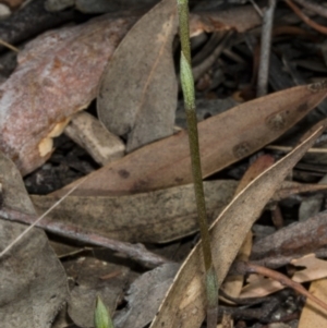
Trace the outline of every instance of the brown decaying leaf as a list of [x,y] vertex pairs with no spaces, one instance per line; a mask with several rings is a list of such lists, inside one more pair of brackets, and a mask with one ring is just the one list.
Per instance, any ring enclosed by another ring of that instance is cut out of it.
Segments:
[[[210,228],[213,258],[219,284],[265,204],[322,131],[323,127],[318,127],[292,153],[256,178],[214,222]],[[150,327],[199,327],[206,308],[204,278],[201,244],[197,244],[182,265]]]
[[[209,217],[231,201],[237,182],[205,182]],[[39,212],[58,197],[32,196]],[[192,184],[150,193],[105,197],[69,196],[50,214],[51,220],[65,222],[81,231],[129,242],[168,242],[197,231]]]
[[[316,258],[314,254],[307,254],[301,258],[293,259],[291,264],[296,267],[305,267],[305,269],[295,271],[292,277],[294,282],[303,283],[327,276],[327,262]],[[284,288],[286,284],[278,280],[267,279],[258,275],[250,275],[247,284],[242,289],[240,297],[264,297]],[[322,301],[324,300],[322,299]]]
[[327,214],[315,215],[304,222],[296,222],[257,241],[252,247],[251,260],[278,256],[299,257],[315,252],[327,244]]
[[135,20],[101,16],[48,32],[20,53],[0,86],[0,149],[23,174],[46,161],[52,137],[96,97],[106,62]]
[[195,12],[190,16],[190,33],[197,35],[216,31],[235,29],[239,33],[262,24],[262,17],[252,4],[219,11]]
[[99,120],[112,133],[128,135],[128,153],[173,132],[177,25],[175,0],[160,1],[131,28],[102,75]]
[[[327,276],[327,272],[326,272]],[[325,276],[325,277],[326,277]],[[323,278],[313,281],[310,286],[308,292],[327,303],[327,279]],[[301,313],[298,328],[307,327],[326,327],[327,326],[327,311],[319,307],[311,300],[306,300],[304,308]]]
[[[256,177],[258,177],[261,173],[267,170],[274,162],[275,159],[270,155],[263,155],[259,158],[257,158],[242,177],[238,185],[238,189],[235,191],[235,195],[238,195],[238,193],[240,193],[244,187],[246,187],[252,180],[254,180]],[[242,260],[242,262],[249,260],[251,250],[252,250],[252,240],[253,240],[253,233],[252,231],[249,231],[235,257],[235,260]],[[244,281],[243,275],[228,276],[226,277],[221,288],[223,289],[225,293],[228,294],[229,296],[239,297],[243,287],[243,281]]]
[[[202,13],[202,20],[207,14]],[[215,16],[217,31],[227,24],[219,15],[225,12]],[[25,46],[19,56],[19,68],[0,87],[0,149],[22,174],[49,158],[52,137],[62,132],[71,114],[96,97],[108,59],[138,17],[130,13],[121,17],[105,15],[83,25],[48,32]],[[242,20],[235,20],[228,28],[240,29],[239,23]],[[253,21],[247,26],[251,27]],[[150,53],[143,52],[144,58],[147,56]],[[131,76],[131,72],[124,75]],[[168,78],[172,77],[162,82]],[[121,97],[126,98],[124,94]]]
[[[319,104],[326,94],[326,83],[298,86],[242,104],[201,122],[198,136],[203,177],[279,137]],[[182,131],[92,173],[74,195],[129,194],[191,182],[189,138],[186,131]],[[74,183],[53,195],[63,195]]]
[[327,184],[283,181],[281,187],[278,191],[276,191],[271,201],[279,202],[294,194],[325,192],[326,190]]
[[[3,206],[35,214],[21,174],[0,154]],[[25,228],[0,220],[0,250],[4,250]],[[47,328],[68,297],[66,276],[46,234],[32,230],[0,258],[1,328]]]

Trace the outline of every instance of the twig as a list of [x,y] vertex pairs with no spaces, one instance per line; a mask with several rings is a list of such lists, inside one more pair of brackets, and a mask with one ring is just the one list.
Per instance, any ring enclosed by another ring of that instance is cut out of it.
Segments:
[[2,257],[8,251],[10,251],[22,238],[27,234],[36,224],[38,224],[55,207],[57,207],[60,203],[62,203],[72,192],[74,192],[82,183],[84,183],[89,175],[82,179],[76,185],[74,185],[65,195],[62,196],[59,201],[57,201],[48,210],[46,210],[39,218],[37,218],[31,226],[23,231],[14,241],[12,241],[1,253],[0,257]]
[[304,22],[306,23],[308,26],[311,26],[312,28],[323,33],[323,34],[327,34],[327,27],[317,24],[316,22],[312,21],[307,15],[305,15],[300,8],[293,3],[291,0],[284,0],[286,3],[294,11],[294,13]]
[[[38,222],[35,223],[37,220],[37,216],[26,215],[13,209],[2,208],[0,210],[0,217],[10,221],[16,221],[25,224],[33,224],[33,227],[36,226],[48,232],[64,238],[69,238],[74,241],[83,242],[94,246],[102,246],[114,252],[126,254],[134,260],[141,263],[142,265],[148,268],[154,268],[169,262],[165,257],[161,257],[157,254],[147,251],[143,244],[130,244],[117,240],[111,240],[95,233],[81,231],[76,227],[64,224],[64,223],[49,222],[49,221],[40,222],[40,220],[38,220]],[[29,230],[31,227],[32,226],[28,227]],[[4,251],[2,253],[4,253]]]
[[257,274],[257,275],[265,276],[270,279],[277,280],[281,284],[292,288],[298,293],[306,296],[307,299],[315,302],[320,307],[323,307],[324,309],[327,311],[326,303],[324,303],[323,301],[320,301],[319,299],[317,299],[316,296],[311,294],[301,283],[291,280],[290,278],[288,278],[287,276],[284,276],[280,272],[277,272],[277,271],[274,271],[274,270],[270,270],[265,267],[257,266],[257,265],[254,265],[251,263],[241,262],[241,260],[237,262],[233,267],[238,271],[239,275]]
[[307,1],[307,0],[295,0],[295,2],[300,3],[301,5],[303,5],[304,8],[311,10],[312,12],[327,17],[327,8],[323,7],[322,4],[312,2],[312,1]]
[[269,5],[264,12],[264,22],[262,29],[261,62],[257,78],[256,96],[262,97],[267,94],[268,75],[269,75],[269,58],[271,48],[271,31],[274,23],[274,12],[276,0],[269,0]]
[[2,39],[0,39],[0,45],[7,47],[8,49],[10,49],[10,50],[12,50],[12,51],[20,52],[20,49],[19,49],[19,48],[12,46],[12,45],[9,44],[9,42],[3,41]]

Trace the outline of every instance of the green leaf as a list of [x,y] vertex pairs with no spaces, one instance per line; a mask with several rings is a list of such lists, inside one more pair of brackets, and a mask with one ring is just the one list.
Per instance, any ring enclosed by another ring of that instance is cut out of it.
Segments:
[[192,69],[183,51],[181,52],[181,84],[184,95],[185,110],[195,110],[195,90]]
[[114,328],[108,309],[100,296],[97,296],[94,321],[95,328]]

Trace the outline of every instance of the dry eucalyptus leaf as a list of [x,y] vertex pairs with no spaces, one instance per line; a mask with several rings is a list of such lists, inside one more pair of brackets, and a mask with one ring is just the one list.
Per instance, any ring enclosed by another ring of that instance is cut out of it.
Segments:
[[315,252],[327,244],[327,212],[319,212],[306,221],[284,227],[258,240],[252,247],[251,260],[293,256]]
[[[293,275],[292,280],[295,282],[303,283],[327,277],[327,262],[316,258],[314,254],[293,259],[291,264],[296,267],[305,267]],[[277,280],[258,275],[250,275],[247,282],[242,289],[241,299],[264,297],[286,288]]]
[[[33,214],[33,204],[13,162],[0,155],[3,205]],[[0,250],[26,226],[0,220]],[[46,234],[33,229],[0,258],[1,328],[47,328],[68,297],[64,270]]]
[[64,133],[101,166],[124,156],[124,143],[87,112],[73,116]]
[[[205,182],[209,217],[231,201],[237,182]],[[44,212],[57,196],[32,196]],[[193,184],[120,197],[69,196],[51,211],[51,220],[128,242],[168,242],[197,231]]]
[[105,70],[97,110],[128,153],[173,132],[178,84],[172,57],[177,2],[162,0],[121,41]]
[[190,16],[190,33],[213,33],[217,31],[235,29],[239,33],[262,25],[263,20],[252,4],[227,7],[226,10],[214,10],[192,13]]
[[[294,150],[253,180],[213,223],[211,250],[219,284],[265,204],[322,131],[322,126],[317,127]],[[198,328],[206,311],[204,282],[205,269],[199,243],[182,265],[150,327]]]
[[130,287],[128,308],[114,317],[116,328],[142,328],[149,324],[172,283],[179,264],[165,264],[143,274]]
[[[237,106],[198,124],[203,177],[276,139],[327,95],[326,83],[298,86]],[[246,113],[246,114],[245,114]],[[189,137],[182,131],[93,172],[75,195],[128,194],[192,182]],[[76,182],[57,191],[63,195]]]
[[105,65],[136,17],[101,16],[35,38],[0,86],[0,149],[26,174],[44,163],[70,117],[96,97]]
[[[327,175],[325,175],[319,182],[318,185],[325,184],[327,186]],[[323,194],[316,194],[312,197],[304,199],[299,208],[299,221],[305,221],[312,216],[320,211],[322,205],[324,202]]]
[[[326,274],[327,276],[327,274]],[[318,297],[320,301],[327,303],[327,279],[323,278],[313,281],[308,289],[310,293]],[[298,328],[307,327],[326,327],[327,312],[316,303],[306,299],[305,305],[302,309]]]
[[[267,170],[274,162],[275,159],[270,155],[263,155],[258,157],[250,166],[250,168],[242,177],[238,185],[238,189],[235,191],[235,195],[238,195],[238,193],[240,193],[244,187],[246,187],[252,180],[254,180],[256,177],[258,177],[261,173]],[[253,240],[253,233],[252,231],[249,231],[235,257],[235,260],[243,260],[243,262],[249,260],[251,250],[252,250],[252,243],[253,243],[252,240]],[[239,297],[243,287],[243,281],[244,281],[243,275],[228,276],[223,281],[222,289],[225,293],[227,293],[228,295],[232,297]]]

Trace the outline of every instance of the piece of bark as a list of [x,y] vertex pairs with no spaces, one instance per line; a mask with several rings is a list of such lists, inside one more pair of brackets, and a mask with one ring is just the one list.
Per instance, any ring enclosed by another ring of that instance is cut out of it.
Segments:
[[124,156],[124,143],[87,112],[75,114],[64,133],[101,166]]
[[[76,12],[50,13],[44,8],[44,0],[34,0],[0,22],[0,39],[16,45],[55,28],[76,17]],[[0,46],[0,51],[3,50]]]
[[[22,174],[47,160],[52,137],[61,133],[71,114],[95,98],[108,59],[138,17],[130,13],[110,15],[49,32],[22,51],[20,66],[0,87],[0,149],[14,160]],[[27,21],[33,22],[31,17]],[[16,32],[11,22],[0,23],[0,38],[1,27]],[[238,21],[233,24],[235,27]],[[225,28],[223,24],[215,26]],[[10,42],[14,36],[2,38]]]
[[106,62],[135,17],[101,16],[26,45],[0,86],[0,149],[27,174],[52,153],[70,117],[95,98]]

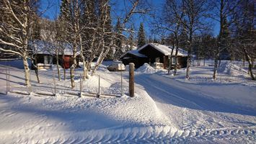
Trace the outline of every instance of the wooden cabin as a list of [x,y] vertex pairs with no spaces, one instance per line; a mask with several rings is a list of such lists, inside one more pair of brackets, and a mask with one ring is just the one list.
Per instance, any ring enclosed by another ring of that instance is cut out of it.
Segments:
[[[175,56],[175,53],[176,50],[174,49],[173,54],[171,55],[171,47],[156,43],[149,43],[138,50],[128,51],[121,55],[120,59],[125,65],[134,63],[136,68],[145,63],[148,63],[151,66],[156,67],[161,66],[162,68],[167,69],[170,58],[172,58],[172,65],[175,65],[177,60],[178,68],[187,67],[187,53],[182,49],[178,49],[177,58]],[[174,67],[172,66],[172,68]]]
[[[34,63],[37,66],[39,69],[50,68],[53,64],[56,64],[57,58],[55,48],[58,48],[48,42],[37,40],[33,42],[32,45],[32,55],[35,57],[36,60],[34,60]],[[61,51],[62,50],[59,50],[58,55],[59,65],[63,68],[69,68],[73,64],[72,48],[69,45],[66,45],[63,58]],[[79,55],[79,53],[76,55]],[[78,60],[78,59],[76,60]]]

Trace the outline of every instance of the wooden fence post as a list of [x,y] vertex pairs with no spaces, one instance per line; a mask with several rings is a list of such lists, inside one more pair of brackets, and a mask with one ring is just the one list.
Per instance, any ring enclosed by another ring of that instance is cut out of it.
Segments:
[[32,84],[31,84],[31,73],[30,73],[30,87],[29,87],[29,90],[30,90],[30,94],[32,93]]
[[121,71],[121,96],[123,96],[123,72]]
[[134,63],[129,63],[129,95],[134,96]]
[[8,69],[8,91],[10,91],[10,68]]
[[56,81],[55,80],[55,71],[54,71],[54,68],[53,68],[53,72],[54,96],[56,96]]

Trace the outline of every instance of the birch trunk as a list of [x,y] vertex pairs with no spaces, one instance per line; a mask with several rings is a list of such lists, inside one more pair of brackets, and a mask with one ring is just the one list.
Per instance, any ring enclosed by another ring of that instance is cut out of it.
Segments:
[[175,61],[175,73],[174,73],[174,75],[175,76],[177,74],[177,64],[178,64],[178,62],[177,62],[177,55],[178,55],[178,52],[179,52],[179,48],[177,47],[176,48],[176,52],[175,52],[175,59],[176,59],[176,61]]
[[171,68],[172,68],[172,53],[173,53],[173,50],[174,49],[175,49],[175,45],[172,45],[170,60],[169,61],[168,75],[169,75],[169,71],[171,71]]
[[35,76],[37,76],[37,83],[40,83],[37,55],[35,55]]
[[214,58],[214,68],[213,68],[213,80],[216,80],[217,77],[218,58],[219,58],[219,53],[217,53],[215,55],[215,58]]
[[192,50],[192,40],[193,40],[193,30],[190,30],[190,45],[187,52],[187,71],[186,71],[186,78],[190,78],[190,62],[191,62],[191,50]]
[[80,50],[81,50],[80,55],[81,55],[81,58],[83,61],[83,67],[84,67],[83,80],[84,81],[85,78],[88,79],[89,76],[88,76],[88,73],[87,73],[87,67],[86,66],[86,62],[84,60],[84,53],[83,53],[83,45],[82,45],[82,42],[81,42],[81,37],[80,34],[79,34],[79,43],[80,43],[80,49],[81,49]]
[[61,81],[61,71],[60,71],[60,68],[59,68],[59,64],[58,64],[58,50],[57,50],[58,54],[56,54],[56,65],[57,65],[57,71],[58,71],[58,81]]
[[248,71],[250,72],[250,76],[252,78],[252,80],[255,80],[255,78],[253,75],[253,71],[252,71],[252,58],[249,55],[247,50],[246,50],[246,48],[244,48],[244,46],[243,47],[243,50],[244,53],[244,55],[246,56],[246,59],[248,62]]

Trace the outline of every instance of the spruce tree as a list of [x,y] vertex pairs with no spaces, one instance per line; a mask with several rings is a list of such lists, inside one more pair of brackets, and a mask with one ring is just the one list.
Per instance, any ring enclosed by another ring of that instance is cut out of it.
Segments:
[[138,32],[138,48],[141,48],[146,45],[144,27],[142,23],[140,24],[140,28]]

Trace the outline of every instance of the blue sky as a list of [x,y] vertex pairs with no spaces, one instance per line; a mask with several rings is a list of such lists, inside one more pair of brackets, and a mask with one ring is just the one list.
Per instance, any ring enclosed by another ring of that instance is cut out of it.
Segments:
[[[54,19],[60,13],[60,2],[61,0],[41,0],[41,10],[46,9],[43,16],[44,17],[48,18],[50,19]],[[123,15],[125,12],[125,4],[124,0],[110,0],[112,4],[115,3],[115,5],[112,6],[112,16],[113,23],[116,22],[115,19],[117,17]],[[153,9],[156,10],[162,10],[162,7],[164,4],[165,0],[149,0],[151,4],[153,6]],[[128,2],[125,4],[128,4]],[[49,7],[48,7],[49,6]],[[151,35],[151,21],[153,20],[152,17],[149,16],[140,17],[140,15],[134,15],[131,22],[134,23],[135,30],[138,30],[138,26],[141,22],[143,22],[144,24],[144,28],[147,37],[149,37]],[[218,35],[219,27],[218,22],[213,22],[213,35],[215,36]],[[154,36],[152,36],[154,37]]]

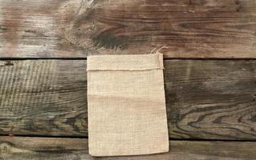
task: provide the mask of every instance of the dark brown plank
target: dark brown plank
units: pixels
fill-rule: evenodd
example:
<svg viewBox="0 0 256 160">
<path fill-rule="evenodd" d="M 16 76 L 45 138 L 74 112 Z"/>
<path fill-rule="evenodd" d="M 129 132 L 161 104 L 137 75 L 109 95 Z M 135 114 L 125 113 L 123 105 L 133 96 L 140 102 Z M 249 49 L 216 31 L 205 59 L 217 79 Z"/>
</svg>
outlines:
<svg viewBox="0 0 256 160">
<path fill-rule="evenodd" d="M 0 134 L 87 135 L 85 60 L 0 61 Z M 171 138 L 256 139 L 256 61 L 165 60 Z"/>
<path fill-rule="evenodd" d="M 92 158 L 86 138 L 0 137 L 1 160 L 249 160 L 255 159 L 256 142 L 170 141 L 166 154 Z"/>
<path fill-rule="evenodd" d="M 254 0 L 0 0 L 0 58 L 256 58 Z"/>
</svg>

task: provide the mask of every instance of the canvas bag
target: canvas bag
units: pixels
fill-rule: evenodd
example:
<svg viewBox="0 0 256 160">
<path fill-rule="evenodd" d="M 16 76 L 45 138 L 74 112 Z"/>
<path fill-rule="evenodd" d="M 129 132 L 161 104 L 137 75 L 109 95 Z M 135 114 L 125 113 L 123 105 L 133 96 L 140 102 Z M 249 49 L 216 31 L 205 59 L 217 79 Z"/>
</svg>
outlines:
<svg viewBox="0 0 256 160">
<path fill-rule="evenodd" d="M 89 154 L 169 151 L 161 54 L 87 57 Z"/>
</svg>

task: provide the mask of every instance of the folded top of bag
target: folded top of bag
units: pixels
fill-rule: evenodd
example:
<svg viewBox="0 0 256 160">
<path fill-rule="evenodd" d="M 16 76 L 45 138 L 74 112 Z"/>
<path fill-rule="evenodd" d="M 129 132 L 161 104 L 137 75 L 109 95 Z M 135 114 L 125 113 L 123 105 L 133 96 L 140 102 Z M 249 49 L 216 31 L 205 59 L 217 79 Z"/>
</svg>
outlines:
<svg viewBox="0 0 256 160">
<path fill-rule="evenodd" d="M 87 57 L 87 70 L 163 70 L 163 54 L 92 55 Z"/>
</svg>

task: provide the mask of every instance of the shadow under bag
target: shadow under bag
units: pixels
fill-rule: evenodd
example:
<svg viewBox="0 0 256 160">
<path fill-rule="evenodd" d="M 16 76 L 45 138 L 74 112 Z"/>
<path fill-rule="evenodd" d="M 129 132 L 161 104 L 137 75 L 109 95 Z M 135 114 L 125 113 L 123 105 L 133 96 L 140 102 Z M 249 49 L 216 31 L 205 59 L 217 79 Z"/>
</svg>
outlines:
<svg viewBox="0 0 256 160">
<path fill-rule="evenodd" d="M 89 154 L 169 151 L 161 54 L 87 57 Z"/>
</svg>

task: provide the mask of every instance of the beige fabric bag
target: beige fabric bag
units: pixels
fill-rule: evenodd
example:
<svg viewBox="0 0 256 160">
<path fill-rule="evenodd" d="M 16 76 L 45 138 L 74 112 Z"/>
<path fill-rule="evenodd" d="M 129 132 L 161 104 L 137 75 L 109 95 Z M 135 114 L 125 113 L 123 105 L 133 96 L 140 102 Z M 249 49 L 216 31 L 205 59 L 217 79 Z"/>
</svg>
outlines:
<svg viewBox="0 0 256 160">
<path fill-rule="evenodd" d="M 89 153 L 169 151 L 163 55 L 87 58 Z"/>
</svg>

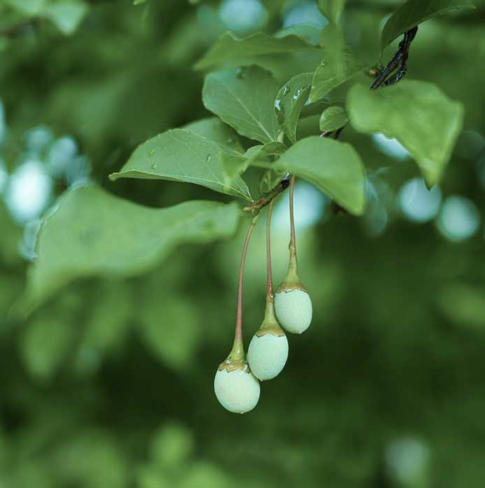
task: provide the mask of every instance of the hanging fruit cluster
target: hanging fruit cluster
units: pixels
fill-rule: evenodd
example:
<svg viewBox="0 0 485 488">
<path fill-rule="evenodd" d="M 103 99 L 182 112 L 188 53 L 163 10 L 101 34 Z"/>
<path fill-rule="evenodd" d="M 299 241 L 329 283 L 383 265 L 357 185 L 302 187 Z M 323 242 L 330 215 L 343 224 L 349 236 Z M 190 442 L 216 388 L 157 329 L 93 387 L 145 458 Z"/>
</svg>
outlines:
<svg viewBox="0 0 485 488">
<path fill-rule="evenodd" d="M 301 333 L 312 321 L 312 301 L 298 273 L 294 213 L 294 176 L 290 182 L 289 264 L 286 278 L 273 293 L 271 272 L 271 214 L 269 205 L 266 222 L 266 307 L 263 322 L 251 340 L 247 357 L 243 343 L 243 278 L 246 254 L 258 220 L 252 220 L 243 248 L 239 271 L 238 305 L 234 343 L 231 353 L 215 374 L 214 390 L 221 405 L 233 413 L 252 410 L 259 400 L 259 381 L 272 380 L 284 368 L 288 359 L 288 339 L 284 331 Z"/>
</svg>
^^^^
PROBLEM REQUIREMENTS. Rescale the stretch of the listing from the line containing "Trace the outline of every instance of the green" through the line containing "[[114,328],[108,309],[100,296],[97,296],[94,321],[95,328]]", both ends included. Rewrite every line in that stretch, changing only the vertex coordinates in the segment outlines: multiply each by 2.35 and round to the nearest whole number, rounding halves up.

TASK ANSWER.
Trace the outline of every instance of the green leaf as a list of [x,y] vertex pairs with no spaces, one instance per line; a mask with several rings is a list of such lists, inside one more pair of brackets, and a mask with one ring is just the one list.
Per instance, any ring enclosed by another ring of that instance is cut out of it.
Segments:
[[451,162],[430,120],[425,122],[425,197],[432,223],[435,259],[458,259],[458,212]]
[[268,771],[254,726],[235,696],[228,696],[221,754],[223,771]]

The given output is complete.